#### Work order:
Although the data below contains pictures, please reproduce only its words, exactly.

#### Provided data:
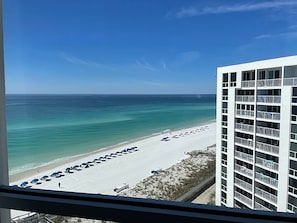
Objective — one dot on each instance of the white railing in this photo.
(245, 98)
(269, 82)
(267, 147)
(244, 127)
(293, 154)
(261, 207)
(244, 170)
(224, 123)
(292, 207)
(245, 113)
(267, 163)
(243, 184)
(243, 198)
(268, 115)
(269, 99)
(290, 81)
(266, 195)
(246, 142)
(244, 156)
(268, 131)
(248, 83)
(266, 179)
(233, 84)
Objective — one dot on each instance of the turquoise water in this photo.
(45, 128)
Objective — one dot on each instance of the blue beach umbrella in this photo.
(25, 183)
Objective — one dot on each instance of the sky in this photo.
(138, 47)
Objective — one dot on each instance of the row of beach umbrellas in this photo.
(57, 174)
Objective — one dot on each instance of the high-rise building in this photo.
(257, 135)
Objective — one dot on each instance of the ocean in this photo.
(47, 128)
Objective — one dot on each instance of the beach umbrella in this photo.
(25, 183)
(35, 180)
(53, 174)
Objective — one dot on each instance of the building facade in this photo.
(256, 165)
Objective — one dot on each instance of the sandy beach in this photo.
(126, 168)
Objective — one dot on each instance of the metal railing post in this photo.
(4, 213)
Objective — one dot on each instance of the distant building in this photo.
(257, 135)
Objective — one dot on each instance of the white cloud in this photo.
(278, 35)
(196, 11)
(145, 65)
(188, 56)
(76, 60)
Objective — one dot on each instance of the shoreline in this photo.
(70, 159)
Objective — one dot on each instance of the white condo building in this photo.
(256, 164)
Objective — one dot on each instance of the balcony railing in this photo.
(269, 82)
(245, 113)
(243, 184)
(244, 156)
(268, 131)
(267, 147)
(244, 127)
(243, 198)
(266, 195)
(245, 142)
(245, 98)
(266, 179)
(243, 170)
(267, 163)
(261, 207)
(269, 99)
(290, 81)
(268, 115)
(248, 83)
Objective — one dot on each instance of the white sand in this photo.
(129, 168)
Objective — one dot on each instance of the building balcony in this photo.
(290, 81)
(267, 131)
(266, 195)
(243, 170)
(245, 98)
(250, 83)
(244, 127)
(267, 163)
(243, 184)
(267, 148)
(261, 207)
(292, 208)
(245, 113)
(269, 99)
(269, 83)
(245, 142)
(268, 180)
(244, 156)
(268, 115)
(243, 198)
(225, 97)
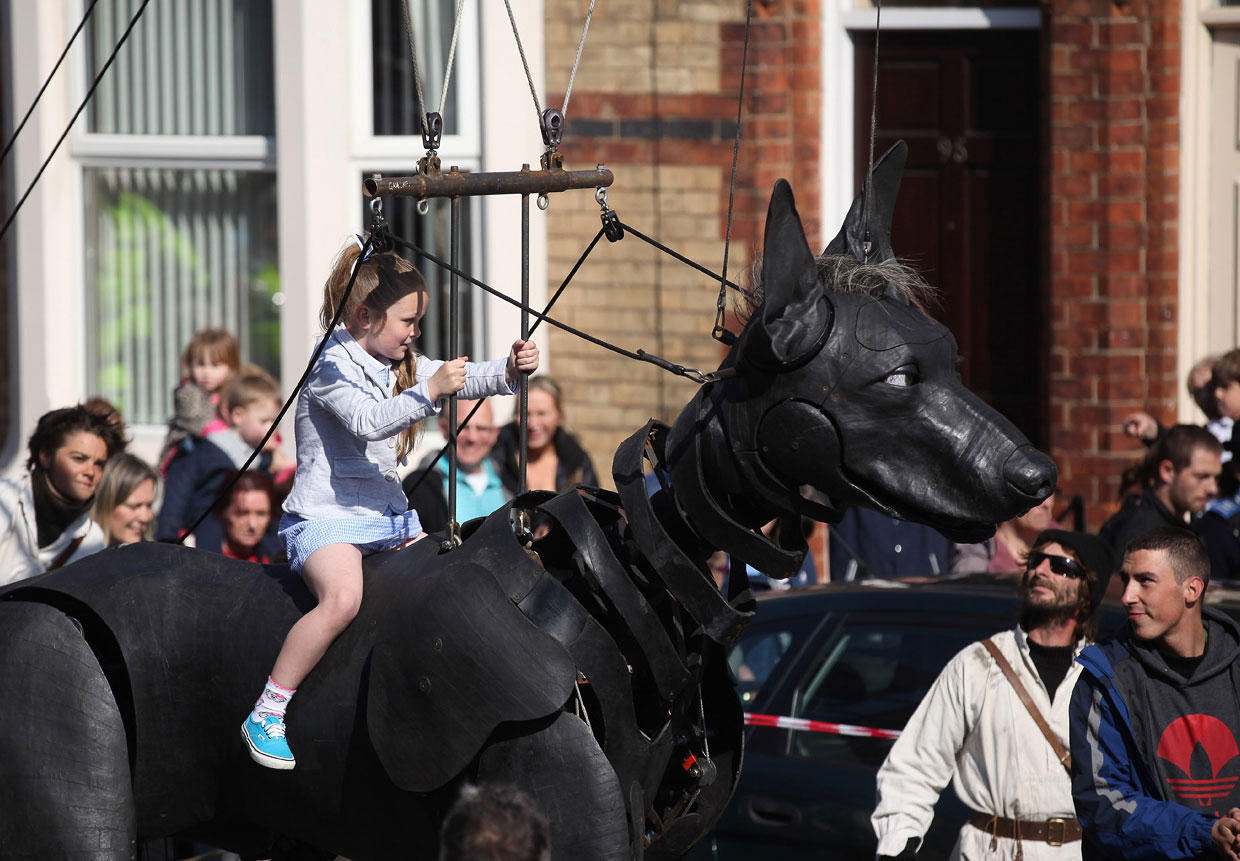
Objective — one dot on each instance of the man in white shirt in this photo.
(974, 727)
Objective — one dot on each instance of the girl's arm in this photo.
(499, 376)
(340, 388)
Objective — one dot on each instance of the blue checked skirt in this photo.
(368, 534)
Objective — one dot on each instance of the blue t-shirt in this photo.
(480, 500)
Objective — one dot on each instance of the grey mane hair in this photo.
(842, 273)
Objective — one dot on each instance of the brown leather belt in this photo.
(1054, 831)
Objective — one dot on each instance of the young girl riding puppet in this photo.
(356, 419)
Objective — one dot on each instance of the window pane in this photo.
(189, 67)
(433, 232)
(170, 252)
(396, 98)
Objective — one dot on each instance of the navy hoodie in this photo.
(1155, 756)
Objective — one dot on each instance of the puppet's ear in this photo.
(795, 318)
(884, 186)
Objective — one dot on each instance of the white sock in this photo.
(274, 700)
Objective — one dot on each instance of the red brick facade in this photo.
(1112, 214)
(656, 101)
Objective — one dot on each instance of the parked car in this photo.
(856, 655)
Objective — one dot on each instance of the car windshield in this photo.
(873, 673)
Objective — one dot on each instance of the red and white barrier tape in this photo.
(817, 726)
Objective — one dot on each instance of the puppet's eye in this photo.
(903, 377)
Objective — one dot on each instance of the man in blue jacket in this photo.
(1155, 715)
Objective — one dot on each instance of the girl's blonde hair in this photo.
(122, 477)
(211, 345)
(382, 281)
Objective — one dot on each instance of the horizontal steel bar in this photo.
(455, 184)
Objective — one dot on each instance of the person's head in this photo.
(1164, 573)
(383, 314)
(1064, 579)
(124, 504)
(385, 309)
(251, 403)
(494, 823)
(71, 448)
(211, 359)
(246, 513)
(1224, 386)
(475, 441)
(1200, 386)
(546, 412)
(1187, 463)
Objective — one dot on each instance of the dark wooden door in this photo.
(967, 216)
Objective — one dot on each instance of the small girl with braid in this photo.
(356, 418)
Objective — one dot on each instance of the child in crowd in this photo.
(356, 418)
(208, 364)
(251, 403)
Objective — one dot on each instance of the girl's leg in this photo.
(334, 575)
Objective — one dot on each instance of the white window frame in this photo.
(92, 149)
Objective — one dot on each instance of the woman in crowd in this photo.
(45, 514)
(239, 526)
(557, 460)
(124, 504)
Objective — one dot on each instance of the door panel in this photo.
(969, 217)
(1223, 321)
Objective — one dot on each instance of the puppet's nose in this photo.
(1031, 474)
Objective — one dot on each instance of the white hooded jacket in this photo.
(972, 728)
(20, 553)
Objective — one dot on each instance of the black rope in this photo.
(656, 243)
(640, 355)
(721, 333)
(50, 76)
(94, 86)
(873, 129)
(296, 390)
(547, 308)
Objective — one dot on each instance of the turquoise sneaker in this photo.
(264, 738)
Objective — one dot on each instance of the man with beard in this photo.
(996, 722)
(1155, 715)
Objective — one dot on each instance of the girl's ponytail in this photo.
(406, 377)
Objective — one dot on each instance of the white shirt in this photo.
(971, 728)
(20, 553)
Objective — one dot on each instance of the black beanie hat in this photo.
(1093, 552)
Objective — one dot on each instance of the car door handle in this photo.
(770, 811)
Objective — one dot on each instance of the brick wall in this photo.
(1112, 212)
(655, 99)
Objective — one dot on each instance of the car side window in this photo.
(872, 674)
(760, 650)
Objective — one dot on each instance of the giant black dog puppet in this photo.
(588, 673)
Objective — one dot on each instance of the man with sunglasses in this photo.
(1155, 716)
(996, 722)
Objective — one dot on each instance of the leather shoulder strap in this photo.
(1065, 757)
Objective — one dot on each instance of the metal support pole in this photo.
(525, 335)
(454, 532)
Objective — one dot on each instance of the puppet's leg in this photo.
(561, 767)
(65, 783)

#### Written solution:
Objective — one dot on each instance of the white railing in this photo.
(245, 98)
(269, 82)
(267, 147)
(244, 127)
(293, 154)
(261, 207)
(244, 170)
(224, 123)
(292, 207)
(245, 113)
(267, 163)
(243, 184)
(243, 198)
(268, 115)
(269, 99)
(290, 81)
(266, 195)
(246, 142)
(244, 156)
(268, 131)
(248, 83)
(266, 179)
(233, 84)
Objective — one dot on each instance of the turquoise water in this photo.
(45, 128)
Objective — one dot on each instance of the blue beach umbrella in this photo.
(25, 183)
Objective — one dot on each instance of the sky in this photo.
(138, 47)
Objective — one dot on each instance of the row of beach umbrellas in this photo.
(57, 174)
Objective — one dot on each instance of the high-rise building in this photo.
(257, 135)
Objective — one dot on each instance of the ocean in this photo.
(47, 128)
Objective — one dot on each instance of the beach umbrella in this photo.
(25, 183)
(35, 180)
(53, 174)
Objective — one dot on each instance of the building facade in this photo.
(256, 165)
Objective — one dot on each instance of the sandy beach in this photo.
(126, 168)
Objective — one dot on each instance of the metal railing post in this photo.
(4, 213)
Objective — one dot on each instance of the distant building in this photo.
(257, 135)
Objective — one dot on each instance of the white cloud in this photo.
(278, 35)
(196, 11)
(145, 65)
(188, 56)
(76, 60)
Objective — one dot on each instance of the shoreline in this photo.
(70, 159)
Objective — one dot on each instance of the white condo building in this photo.
(256, 164)
Objective — one dot on each instance of the balcony railing in this photo.
(269, 82)
(245, 113)
(243, 184)
(244, 156)
(268, 131)
(267, 147)
(244, 127)
(243, 198)
(266, 195)
(245, 142)
(245, 98)
(266, 179)
(243, 170)
(267, 163)
(261, 207)
(269, 99)
(290, 81)
(268, 115)
(248, 83)
Objective — one dot on each instance of the white sand in this photo.
(129, 168)
Objective — one dot on each instance of the building balcony in this photo.
(290, 81)
(267, 131)
(266, 195)
(243, 170)
(245, 98)
(250, 83)
(244, 127)
(267, 163)
(243, 184)
(267, 148)
(261, 207)
(292, 208)
(245, 113)
(269, 99)
(269, 83)
(245, 142)
(268, 180)
(244, 156)
(268, 115)
(243, 198)
(225, 97)
Objective — one dot on each instance of the man in white shirt in this photo.
(974, 727)
Objective — one dot on each instance of the girl's arm in this photo.
(499, 376)
(340, 388)
Objective — one dot on each instance of the blue checked skirt in this photo.
(368, 534)
Objective — one dot on each instance of the blue t-shirt in this photo.
(480, 500)
Objective — one dot on each instance of the grey mane hair in this photo.
(842, 273)
Objective — one dot on each instance of the brown leather belt in this photo.
(1054, 831)
Objective — one dot on each instance of the young girl riding puppet in this photo.
(356, 419)
Objective — one dot on each instance of the window pane in this photo.
(189, 67)
(433, 232)
(170, 252)
(396, 98)
Objective — one dot on each instance of the navy hoodie in this photo.
(1155, 756)
Objective — one dot on each instance of the puppet's ear in this photo.
(795, 318)
(884, 186)
Objective — one dot on each instance of the white sock in this photo.
(274, 700)
Objective — one dot on each instance of the red brick facade in this photo.
(1112, 214)
(656, 101)
Objective — one dot on each instance of the parked car in this photo.
(856, 655)
Objective — one dot on each instance of the car windshield in this photo.
(873, 673)
Objective — one dot on each instance of the red and white barrier tape in this photo.
(817, 726)
Objective — one dot on each instance of the puppet's eye in this photo.
(903, 377)
Objective — one dot on each instance of the man in blue jacket in this photo.
(1155, 715)
Objective — one dot on each instance of the girl's blonde hair in this photo.
(122, 477)
(211, 345)
(382, 281)
Objective — one dot on each instance of the horizontal steel bar in this photo.
(455, 184)
Objective — one dot on each instance of the person's head in this photo.
(1164, 573)
(383, 314)
(1064, 579)
(124, 504)
(385, 309)
(251, 403)
(494, 823)
(71, 448)
(211, 359)
(246, 513)
(1224, 386)
(475, 441)
(1200, 386)
(546, 412)
(1187, 463)
Objective — one dot on each instance of the dark wooden door in this photo.
(967, 216)
Objective — one dot on each instance of the small girl with braid in this photo.
(356, 418)
Objective — one dot on each instance of the child in crowd in this photo.
(356, 418)
(208, 364)
(251, 403)
Objective — one dot on each instance of the girl's leg in this photo.
(334, 575)
Objective — one dot on each instance of the white window frame in this photo.
(92, 149)
Objective — one dot on each instance of the woman in crowd in this photo.
(45, 514)
(239, 526)
(557, 460)
(124, 504)
Objective — one dot on each instance of the door panel in this photo.
(969, 217)
(1223, 321)
Objective — one dot on each instance of the puppet's nose in this photo.
(1031, 474)
Objective — one dot on each instance of the white hooded jacket in this photo.
(972, 728)
(20, 553)
Objective — one dot on each instance of the black rope in this photo.
(656, 243)
(640, 355)
(721, 333)
(50, 76)
(94, 86)
(873, 129)
(296, 390)
(547, 308)
Objective — one dot on each instance of the turquoise sneaker in this photo.
(264, 738)
Objective — one dot on each instance of the man with beard in this photo.
(996, 722)
(1155, 715)
Objective — one dot on each instance of the girl's ponytail in this photo.
(406, 377)
Objective — one dot on each instance of the white shirt in this photo.
(971, 728)
(20, 553)
Objective — one dot on each instance of the black beanie hat in this photo.
(1093, 552)
Objective — one dot on each instance of the car door handle in this photo.
(770, 811)
Objective — one dot on each instance of the brick wall in this photo.
(1112, 212)
(655, 99)
Objective — one dot on each instance of the car side window in this photo.
(872, 674)
(760, 650)
Objective — one dot on each instance of the giant black dog puppet in this photo.
(588, 673)
Objective — one dot on each instance of the man with sunglasses in this photo.
(1155, 716)
(996, 722)
Objective — one dot on each instance of the leather shoulder strap in this photo.
(1065, 757)
Objective — one dot on each instance of the metal support pole in this photo.
(525, 335)
(454, 532)
Objective — one dot on each instance of the puppet's leg in this photo.
(561, 767)
(65, 783)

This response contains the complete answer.